Description of the task >> Pull out every line with the word "marker" from the entries below.

Extracted records >>
[Start of section]
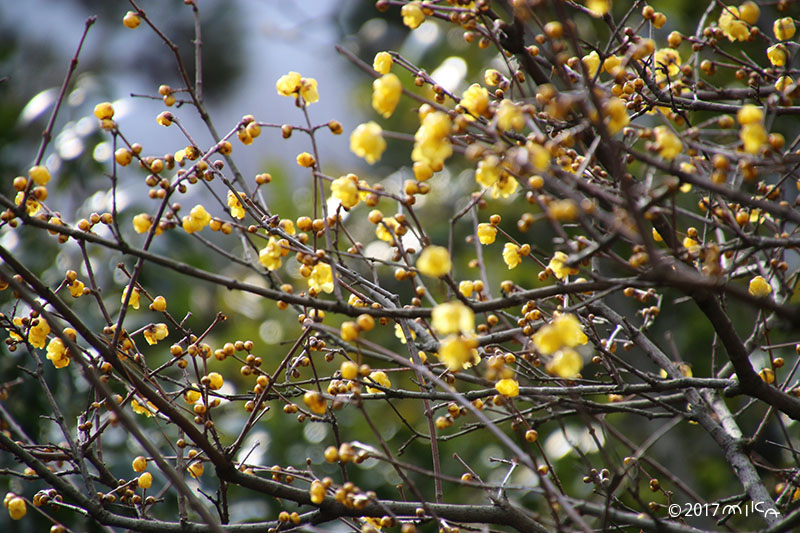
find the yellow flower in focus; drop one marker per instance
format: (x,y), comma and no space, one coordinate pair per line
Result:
(412,14)
(134,300)
(288,84)
(475,100)
(486,233)
(321,278)
(509,116)
(511,255)
(669,145)
(434,261)
(759,287)
(155,332)
(452,317)
(383,62)
(379,377)
(237,210)
(777,55)
(458,352)
(386,92)
(507,387)
(784,28)
(566,363)
(345,189)
(367,142)
(558,265)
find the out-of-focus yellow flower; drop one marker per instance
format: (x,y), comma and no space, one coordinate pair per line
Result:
(452,317)
(386,92)
(511,255)
(367,142)
(759,287)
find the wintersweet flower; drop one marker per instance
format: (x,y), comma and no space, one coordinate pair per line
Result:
(486,233)
(345,189)
(367,142)
(434,261)
(321,278)
(511,255)
(383,62)
(452,317)
(558,265)
(386,92)
(237,210)
(759,287)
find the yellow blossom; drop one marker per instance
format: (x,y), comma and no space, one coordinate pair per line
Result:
(452,317)
(458,352)
(379,377)
(509,116)
(134,299)
(511,255)
(507,387)
(486,233)
(237,210)
(383,62)
(155,332)
(566,363)
(367,142)
(434,261)
(345,189)
(759,287)
(558,265)
(412,14)
(784,28)
(476,100)
(321,278)
(669,145)
(386,92)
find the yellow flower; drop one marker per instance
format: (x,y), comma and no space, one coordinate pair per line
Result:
(784,28)
(507,387)
(669,145)
(558,265)
(511,255)
(237,210)
(566,363)
(383,62)
(452,317)
(379,377)
(564,331)
(412,14)
(777,55)
(509,116)
(431,142)
(288,84)
(486,233)
(308,90)
(134,300)
(434,261)
(732,26)
(592,62)
(270,255)
(345,189)
(458,352)
(386,92)
(142,223)
(321,278)
(475,100)
(367,142)
(57,353)
(759,287)
(155,332)
(753,137)
(668,63)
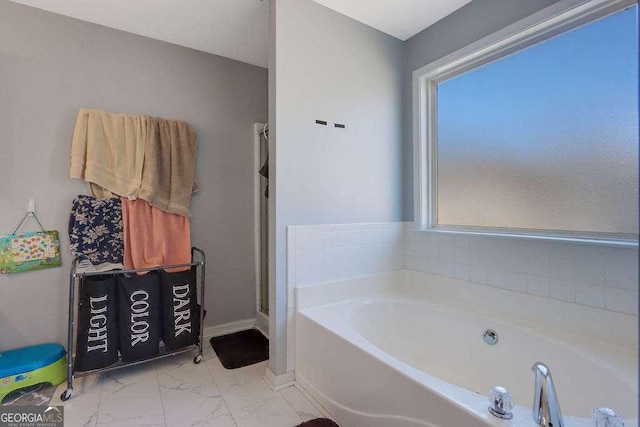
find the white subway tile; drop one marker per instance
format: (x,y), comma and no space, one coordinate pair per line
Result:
(342,227)
(515,281)
(302,269)
(447,268)
(344,255)
(392,235)
(330,272)
(477,274)
(590,295)
(317,240)
(562,263)
(330,239)
(343,239)
(315,273)
(617,257)
(330,256)
(446,253)
(591,272)
(422,237)
(345,271)
(316,257)
(621,300)
(461,271)
(538,259)
(303,242)
(357,254)
(562,290)
(442,239)
(461,255)
(496,278)
(623,277)
(433,266)
(538,286)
[End of section]
Solution >>
find the yellow flower in focus; drop one marker per instance
find the out-of-focus yellow flower; drop one marker per instance
find the wintersweet flower; drop one marker per instance
find the yellow blossom; drop one marker per instance
find the yellow flower; drop one marker per instance
find the white subway tile; drop one marker per instance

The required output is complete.